-- Exercise input follows --

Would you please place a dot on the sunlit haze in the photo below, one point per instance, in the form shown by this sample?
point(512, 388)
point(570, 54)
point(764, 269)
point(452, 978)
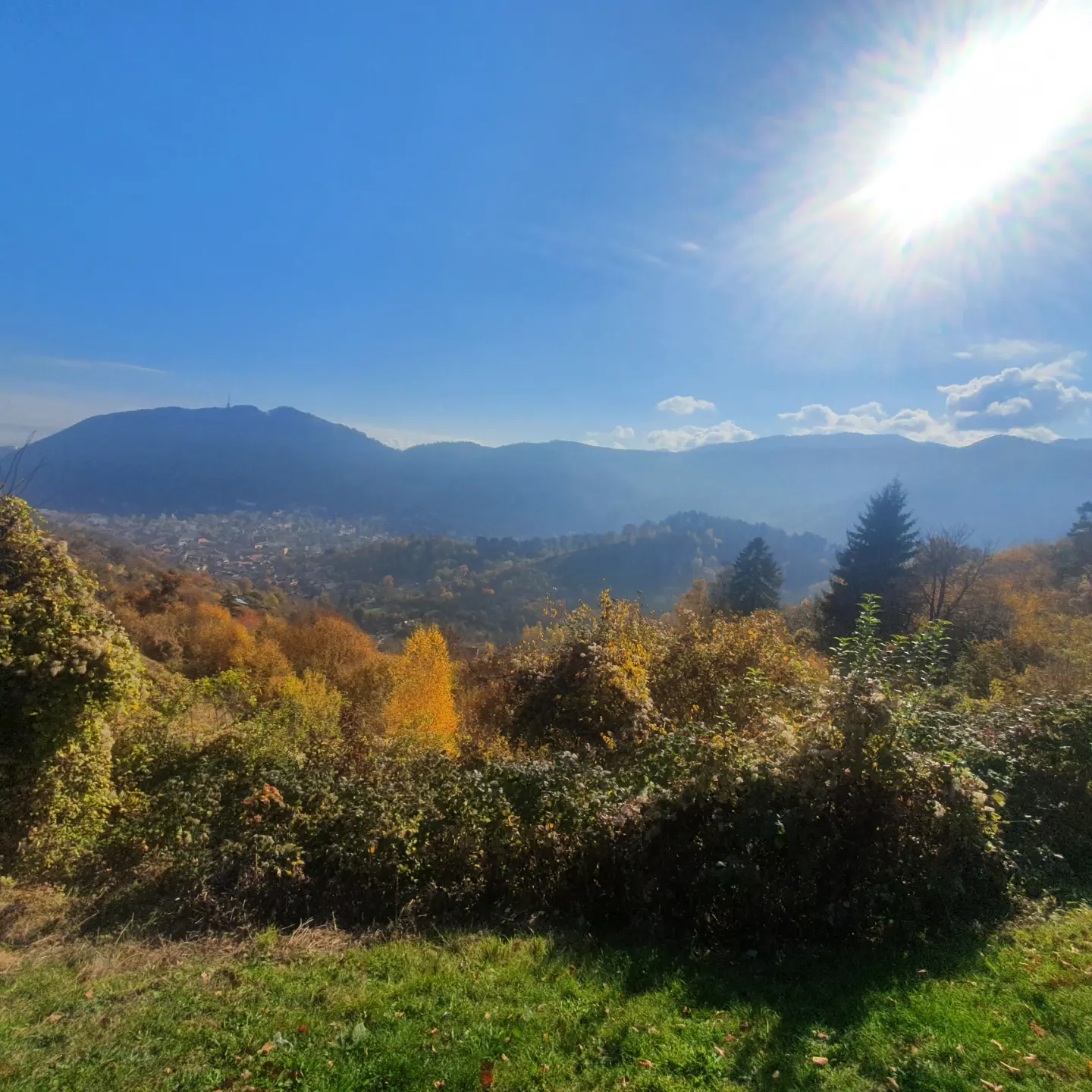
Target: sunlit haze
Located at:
point(651, 225)
point(1010, 96)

-- Exercise input concluded --

A verbatim copy is needed of the lines running from the line with "point(512, 388)" to the end of the data above, both included. Keep the pictures out of it.

Solution to the problem
point(512, 388)
point(570, 54)
point(764, 269)
point(452, 978)
Target: sunlit haze
Located at:
point(651, 225)
point(1010, 96)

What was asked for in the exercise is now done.